§ **Fragmento seleccionado**:
# # #

Es sabido, además, que hay una vanidad sociológica por la que vivir en un determinado barrio o urbanización, frecuentar o pertenecer a unos determinados círculos e instituciones, y poseer ciertos bienes de consumo o incluso tener ciertos parentescos, se convierten en amuletos mágicos que nos hacen creer que somos lo que nos gustaría ser. Pero esa misma vanidad puede tomar forma ideológica: hay personas que creen ser mejores que otras y realmente buenas, cuando no superiores intelectual o moralmente por ser de izquierdas, o de derechas, por ser ateas o creyentes, españolas de pura cepa o catalanas de toda la vida.

# # #

§ **Tarea A**: Reescribe la parte del fragmento seleccionado que comienza con las palabras "Es sabido, además, que" y concluye con "toda la vida.", sustituyendo "vanidad" por "soberbia".
§ **Tarea B**: Según el fragmento seleccionado, ¿qué condiciones llevan a algunas personas a creerse mejores que otras cuando la vanidad toma forma ideológica? Enuméralas todas.

# # #

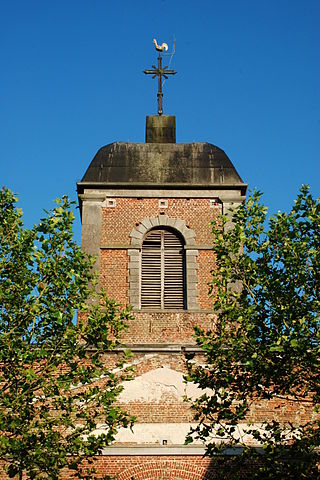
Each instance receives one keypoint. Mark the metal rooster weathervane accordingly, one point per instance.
(160, 72)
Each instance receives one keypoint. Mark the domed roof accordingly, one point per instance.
(160, 164)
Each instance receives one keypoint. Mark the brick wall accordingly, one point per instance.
(118, 222)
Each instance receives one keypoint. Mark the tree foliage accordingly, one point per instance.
(265, 347)
(54, 385)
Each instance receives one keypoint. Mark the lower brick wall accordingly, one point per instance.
(156, 467)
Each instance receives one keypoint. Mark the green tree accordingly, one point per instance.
(54, 384)
(265, 346)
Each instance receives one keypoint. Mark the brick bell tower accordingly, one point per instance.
(146, 210)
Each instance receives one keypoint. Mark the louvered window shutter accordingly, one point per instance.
(162, 271)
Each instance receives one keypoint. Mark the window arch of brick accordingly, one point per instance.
(137, 237)
(169, 469)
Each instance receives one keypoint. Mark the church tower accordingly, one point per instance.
(146, 210)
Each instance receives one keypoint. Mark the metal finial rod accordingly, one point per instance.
(160, 72)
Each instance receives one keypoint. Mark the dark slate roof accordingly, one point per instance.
(161, 164)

# # #

§ **Respuesta esperada A**:
Es sabido, además, que hay una soberbia sociológica por la que vivir en un determinado barrio o urbanización, frecuentar o pertenecer a unos determinados círculos e instituciones, y poseer ciertos bienes de consumo o incluso tener ciertos parentescos, se convierten en amuletos mágicos que nos hacen creer que somos lo que nos gustaría ser. Pero esa misma soberbia puede tomar forma ideológica: hay personas que creen ser mejores que otras y realmente buenas, cuando no superiores intelectual o moralmente por ser de izquierdas, o de derechas, por ser ateas o creyentes, españolas de pura cepa o catalanas de toda la vida.

§ **Respuesta esperada B**:
- Ser de izquierdas
- Ser de derechas
- Ser ateas
- Ser creyentes
- Ser españolas de pura cepa
- Ser catalanas de toda la vida